<<<<

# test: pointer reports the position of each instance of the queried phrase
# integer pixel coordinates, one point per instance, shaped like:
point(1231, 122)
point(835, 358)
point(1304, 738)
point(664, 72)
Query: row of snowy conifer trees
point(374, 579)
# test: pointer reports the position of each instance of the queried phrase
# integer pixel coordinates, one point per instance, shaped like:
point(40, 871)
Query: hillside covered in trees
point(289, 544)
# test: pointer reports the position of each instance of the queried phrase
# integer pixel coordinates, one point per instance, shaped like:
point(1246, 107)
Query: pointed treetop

>>>>

— TASK PROMPT —
Copy every line of the records above word for word, changing nothing.

— IN RESPONSE —
# test: pointer reports the position of each instance of the queried phrase
# integer pixel coordinates, one point per instance, shaped like:
point(1231, 122)
point(835, 358)
point(1304, 738)
point(664, 72)
Query: row of snowy conifer trees
point(374, 579)
# test: pointer reports the position of each instance of the queried phrase
# integer pixel coordinates, one point per instance, shaped like:
point(40, 871)
Query: hillside covered in trees
point(289, 544)
# test: pointer reports the position of each instance of the queried phrase
# integer pixel coordinates, one point per instance, shaped like:
point(1246, 107)
Query: pointed treetop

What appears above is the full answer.